(Coordinate labeling data)
--
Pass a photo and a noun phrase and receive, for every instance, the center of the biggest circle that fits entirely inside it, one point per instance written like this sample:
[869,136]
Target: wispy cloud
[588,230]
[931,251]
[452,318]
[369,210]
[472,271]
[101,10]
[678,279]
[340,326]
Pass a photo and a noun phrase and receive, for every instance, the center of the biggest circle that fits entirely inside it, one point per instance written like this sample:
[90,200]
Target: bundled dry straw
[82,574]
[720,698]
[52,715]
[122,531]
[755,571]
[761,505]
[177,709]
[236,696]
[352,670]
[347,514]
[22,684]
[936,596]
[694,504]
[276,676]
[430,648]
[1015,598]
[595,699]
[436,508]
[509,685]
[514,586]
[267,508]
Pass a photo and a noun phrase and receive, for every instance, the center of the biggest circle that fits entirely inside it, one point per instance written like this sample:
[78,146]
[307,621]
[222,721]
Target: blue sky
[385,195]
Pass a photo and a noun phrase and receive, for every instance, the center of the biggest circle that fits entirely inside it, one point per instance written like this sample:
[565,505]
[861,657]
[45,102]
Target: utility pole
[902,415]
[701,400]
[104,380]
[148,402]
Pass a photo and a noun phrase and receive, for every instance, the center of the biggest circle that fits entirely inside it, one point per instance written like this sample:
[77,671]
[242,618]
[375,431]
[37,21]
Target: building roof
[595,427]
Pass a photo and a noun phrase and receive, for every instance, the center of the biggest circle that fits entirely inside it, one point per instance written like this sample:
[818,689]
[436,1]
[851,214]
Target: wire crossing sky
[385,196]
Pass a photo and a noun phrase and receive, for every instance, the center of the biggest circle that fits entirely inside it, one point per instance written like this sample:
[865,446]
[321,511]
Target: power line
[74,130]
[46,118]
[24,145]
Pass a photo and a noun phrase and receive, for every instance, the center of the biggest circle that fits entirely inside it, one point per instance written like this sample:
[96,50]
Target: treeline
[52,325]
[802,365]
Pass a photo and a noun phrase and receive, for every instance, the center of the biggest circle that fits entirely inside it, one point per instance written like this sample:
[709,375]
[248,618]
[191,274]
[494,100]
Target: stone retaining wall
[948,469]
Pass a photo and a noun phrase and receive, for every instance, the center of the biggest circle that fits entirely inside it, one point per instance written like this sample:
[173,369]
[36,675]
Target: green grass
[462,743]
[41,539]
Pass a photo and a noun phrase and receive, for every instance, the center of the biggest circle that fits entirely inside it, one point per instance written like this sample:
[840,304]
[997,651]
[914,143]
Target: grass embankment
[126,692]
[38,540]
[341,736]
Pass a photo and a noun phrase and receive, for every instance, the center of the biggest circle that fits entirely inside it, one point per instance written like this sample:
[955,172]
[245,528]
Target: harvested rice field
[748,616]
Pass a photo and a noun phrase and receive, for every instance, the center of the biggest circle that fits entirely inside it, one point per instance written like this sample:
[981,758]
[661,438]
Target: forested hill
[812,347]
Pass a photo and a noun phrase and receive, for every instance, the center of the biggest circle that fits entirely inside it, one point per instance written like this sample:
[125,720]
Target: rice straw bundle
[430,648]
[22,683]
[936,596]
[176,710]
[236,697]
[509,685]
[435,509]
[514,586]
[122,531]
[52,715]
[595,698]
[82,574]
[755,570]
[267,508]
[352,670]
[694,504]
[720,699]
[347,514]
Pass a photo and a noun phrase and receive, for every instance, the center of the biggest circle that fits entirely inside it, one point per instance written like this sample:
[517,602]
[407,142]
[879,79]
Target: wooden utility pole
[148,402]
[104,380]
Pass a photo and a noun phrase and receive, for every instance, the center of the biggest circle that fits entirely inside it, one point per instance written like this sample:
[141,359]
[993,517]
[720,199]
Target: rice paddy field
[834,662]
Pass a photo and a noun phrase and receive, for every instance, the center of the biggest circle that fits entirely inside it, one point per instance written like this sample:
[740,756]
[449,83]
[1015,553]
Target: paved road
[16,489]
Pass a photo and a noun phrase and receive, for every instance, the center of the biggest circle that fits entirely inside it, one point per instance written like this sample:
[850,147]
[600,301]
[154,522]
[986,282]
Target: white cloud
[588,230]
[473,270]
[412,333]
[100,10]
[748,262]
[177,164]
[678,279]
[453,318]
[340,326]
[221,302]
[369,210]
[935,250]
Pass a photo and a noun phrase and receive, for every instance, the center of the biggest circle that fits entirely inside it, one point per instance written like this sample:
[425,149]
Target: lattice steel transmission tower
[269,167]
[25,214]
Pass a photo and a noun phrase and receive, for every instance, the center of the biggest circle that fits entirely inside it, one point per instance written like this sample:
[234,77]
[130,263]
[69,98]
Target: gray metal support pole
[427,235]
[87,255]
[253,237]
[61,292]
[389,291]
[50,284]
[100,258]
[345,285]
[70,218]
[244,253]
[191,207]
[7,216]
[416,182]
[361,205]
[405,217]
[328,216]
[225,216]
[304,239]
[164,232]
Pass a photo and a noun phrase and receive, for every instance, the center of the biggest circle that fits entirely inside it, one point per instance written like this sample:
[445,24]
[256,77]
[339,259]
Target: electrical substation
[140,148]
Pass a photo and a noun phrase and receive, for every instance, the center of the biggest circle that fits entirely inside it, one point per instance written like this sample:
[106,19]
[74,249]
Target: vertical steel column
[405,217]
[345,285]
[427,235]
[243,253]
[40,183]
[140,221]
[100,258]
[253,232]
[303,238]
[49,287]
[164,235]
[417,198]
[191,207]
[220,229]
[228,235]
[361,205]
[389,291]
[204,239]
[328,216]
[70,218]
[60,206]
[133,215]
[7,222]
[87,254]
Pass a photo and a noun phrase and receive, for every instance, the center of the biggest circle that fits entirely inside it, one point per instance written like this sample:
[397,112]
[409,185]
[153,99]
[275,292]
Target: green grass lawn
--
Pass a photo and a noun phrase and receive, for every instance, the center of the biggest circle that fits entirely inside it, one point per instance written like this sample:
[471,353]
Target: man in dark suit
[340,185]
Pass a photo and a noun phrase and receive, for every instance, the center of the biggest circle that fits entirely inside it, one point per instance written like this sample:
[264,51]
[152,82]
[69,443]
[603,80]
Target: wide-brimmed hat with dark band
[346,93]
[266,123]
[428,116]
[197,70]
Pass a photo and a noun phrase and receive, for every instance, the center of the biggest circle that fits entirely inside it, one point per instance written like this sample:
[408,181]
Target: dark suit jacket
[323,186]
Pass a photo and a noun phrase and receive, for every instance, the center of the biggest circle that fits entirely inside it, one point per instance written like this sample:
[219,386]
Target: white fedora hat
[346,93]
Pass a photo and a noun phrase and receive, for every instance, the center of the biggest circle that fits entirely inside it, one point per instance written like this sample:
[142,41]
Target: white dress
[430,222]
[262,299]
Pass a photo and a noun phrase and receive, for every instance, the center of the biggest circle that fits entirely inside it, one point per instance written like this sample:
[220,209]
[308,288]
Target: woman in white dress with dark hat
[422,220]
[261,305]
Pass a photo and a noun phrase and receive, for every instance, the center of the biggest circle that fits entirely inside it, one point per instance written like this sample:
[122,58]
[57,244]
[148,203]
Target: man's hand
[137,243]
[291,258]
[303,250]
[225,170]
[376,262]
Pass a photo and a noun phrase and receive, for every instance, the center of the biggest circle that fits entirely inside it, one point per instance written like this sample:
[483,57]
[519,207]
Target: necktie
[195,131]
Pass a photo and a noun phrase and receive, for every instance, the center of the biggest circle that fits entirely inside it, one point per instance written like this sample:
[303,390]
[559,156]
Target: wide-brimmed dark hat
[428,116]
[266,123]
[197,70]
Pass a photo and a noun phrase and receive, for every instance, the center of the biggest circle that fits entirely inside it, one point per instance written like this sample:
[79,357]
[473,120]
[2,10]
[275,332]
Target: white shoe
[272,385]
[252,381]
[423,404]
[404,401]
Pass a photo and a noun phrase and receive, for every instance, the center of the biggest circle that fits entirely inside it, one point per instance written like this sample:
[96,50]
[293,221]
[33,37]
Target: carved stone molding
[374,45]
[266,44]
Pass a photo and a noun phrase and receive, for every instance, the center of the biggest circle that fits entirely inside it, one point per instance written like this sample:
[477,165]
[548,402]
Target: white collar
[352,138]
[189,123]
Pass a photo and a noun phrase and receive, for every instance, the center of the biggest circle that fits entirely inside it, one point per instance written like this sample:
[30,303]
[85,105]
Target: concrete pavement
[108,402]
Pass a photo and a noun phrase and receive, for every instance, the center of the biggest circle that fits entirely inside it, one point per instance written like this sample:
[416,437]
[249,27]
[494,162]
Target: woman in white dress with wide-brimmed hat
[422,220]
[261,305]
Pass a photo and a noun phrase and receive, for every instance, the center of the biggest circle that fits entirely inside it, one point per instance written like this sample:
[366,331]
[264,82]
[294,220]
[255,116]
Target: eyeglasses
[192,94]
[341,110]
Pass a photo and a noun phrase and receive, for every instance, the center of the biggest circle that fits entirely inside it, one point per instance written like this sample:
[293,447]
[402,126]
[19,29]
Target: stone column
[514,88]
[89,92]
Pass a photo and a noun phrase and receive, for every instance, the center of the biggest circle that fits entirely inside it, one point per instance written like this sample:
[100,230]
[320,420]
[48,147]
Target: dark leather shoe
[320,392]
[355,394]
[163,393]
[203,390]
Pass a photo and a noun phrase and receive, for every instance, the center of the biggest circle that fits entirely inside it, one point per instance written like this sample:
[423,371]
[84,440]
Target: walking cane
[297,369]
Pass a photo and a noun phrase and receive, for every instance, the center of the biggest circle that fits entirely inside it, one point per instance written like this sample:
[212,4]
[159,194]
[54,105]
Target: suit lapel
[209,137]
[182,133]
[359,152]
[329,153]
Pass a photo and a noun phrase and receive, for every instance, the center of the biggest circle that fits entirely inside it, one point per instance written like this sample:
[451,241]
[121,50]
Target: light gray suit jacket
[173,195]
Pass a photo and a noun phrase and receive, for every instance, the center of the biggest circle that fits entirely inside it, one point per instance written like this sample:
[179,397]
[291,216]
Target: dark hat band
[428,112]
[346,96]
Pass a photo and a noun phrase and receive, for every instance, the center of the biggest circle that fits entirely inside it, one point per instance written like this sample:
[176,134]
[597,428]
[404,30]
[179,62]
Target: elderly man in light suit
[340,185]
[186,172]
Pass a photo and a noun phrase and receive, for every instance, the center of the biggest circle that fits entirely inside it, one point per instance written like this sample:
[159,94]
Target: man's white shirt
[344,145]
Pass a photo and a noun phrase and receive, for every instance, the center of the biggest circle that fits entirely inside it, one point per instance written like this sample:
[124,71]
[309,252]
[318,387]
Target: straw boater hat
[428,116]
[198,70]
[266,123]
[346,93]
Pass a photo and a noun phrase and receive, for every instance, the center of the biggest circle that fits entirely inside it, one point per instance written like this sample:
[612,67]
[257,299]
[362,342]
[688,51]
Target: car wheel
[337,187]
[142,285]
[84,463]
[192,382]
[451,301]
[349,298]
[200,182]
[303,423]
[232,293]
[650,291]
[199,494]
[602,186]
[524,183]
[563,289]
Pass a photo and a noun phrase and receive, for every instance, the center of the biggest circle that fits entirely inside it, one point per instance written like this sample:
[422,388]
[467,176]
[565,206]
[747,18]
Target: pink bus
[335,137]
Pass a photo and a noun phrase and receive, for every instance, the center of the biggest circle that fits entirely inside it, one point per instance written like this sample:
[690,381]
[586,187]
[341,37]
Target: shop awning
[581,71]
--
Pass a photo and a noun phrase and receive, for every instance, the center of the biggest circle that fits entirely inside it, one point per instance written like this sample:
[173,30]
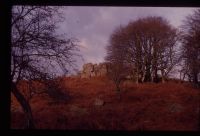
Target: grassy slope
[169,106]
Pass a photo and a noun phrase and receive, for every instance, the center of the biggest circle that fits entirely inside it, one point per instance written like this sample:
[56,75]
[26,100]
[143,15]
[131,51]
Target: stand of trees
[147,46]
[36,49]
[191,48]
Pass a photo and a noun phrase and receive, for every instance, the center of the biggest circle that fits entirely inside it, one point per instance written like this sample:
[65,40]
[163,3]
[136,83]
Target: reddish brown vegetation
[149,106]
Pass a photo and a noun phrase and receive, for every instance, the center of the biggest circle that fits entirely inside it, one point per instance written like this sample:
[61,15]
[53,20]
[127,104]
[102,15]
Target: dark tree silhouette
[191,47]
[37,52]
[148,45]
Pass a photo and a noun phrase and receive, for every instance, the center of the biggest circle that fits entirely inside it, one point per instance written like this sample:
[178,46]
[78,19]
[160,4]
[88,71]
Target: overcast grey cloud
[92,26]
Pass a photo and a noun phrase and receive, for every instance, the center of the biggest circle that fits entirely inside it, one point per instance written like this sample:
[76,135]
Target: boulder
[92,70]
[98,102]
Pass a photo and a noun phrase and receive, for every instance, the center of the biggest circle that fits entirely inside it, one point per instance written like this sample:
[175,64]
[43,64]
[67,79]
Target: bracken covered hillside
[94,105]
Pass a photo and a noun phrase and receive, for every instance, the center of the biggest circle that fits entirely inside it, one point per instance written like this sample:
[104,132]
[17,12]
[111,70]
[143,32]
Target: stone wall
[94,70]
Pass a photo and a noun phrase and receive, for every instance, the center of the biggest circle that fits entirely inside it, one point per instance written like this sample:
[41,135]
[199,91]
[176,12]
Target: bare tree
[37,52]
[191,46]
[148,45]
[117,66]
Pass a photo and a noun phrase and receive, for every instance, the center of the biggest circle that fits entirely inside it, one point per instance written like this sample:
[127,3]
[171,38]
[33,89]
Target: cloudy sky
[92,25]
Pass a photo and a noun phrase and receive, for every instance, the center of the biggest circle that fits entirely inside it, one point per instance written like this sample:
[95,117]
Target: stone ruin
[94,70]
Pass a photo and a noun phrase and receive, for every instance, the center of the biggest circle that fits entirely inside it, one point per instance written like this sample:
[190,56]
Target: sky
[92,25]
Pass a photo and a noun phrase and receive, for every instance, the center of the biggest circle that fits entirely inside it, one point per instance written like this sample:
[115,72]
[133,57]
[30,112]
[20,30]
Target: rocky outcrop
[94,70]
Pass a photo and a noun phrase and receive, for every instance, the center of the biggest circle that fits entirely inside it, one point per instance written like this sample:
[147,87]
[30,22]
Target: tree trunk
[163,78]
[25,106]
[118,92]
--
Problem statement:
Which rows contain the word "woman"? List each of those rows in full, treating uppercase and lowercase as different.

Exercise response:
Target: woman in white dress with dark hat
Target: woman in white dress with wide-brimmed hat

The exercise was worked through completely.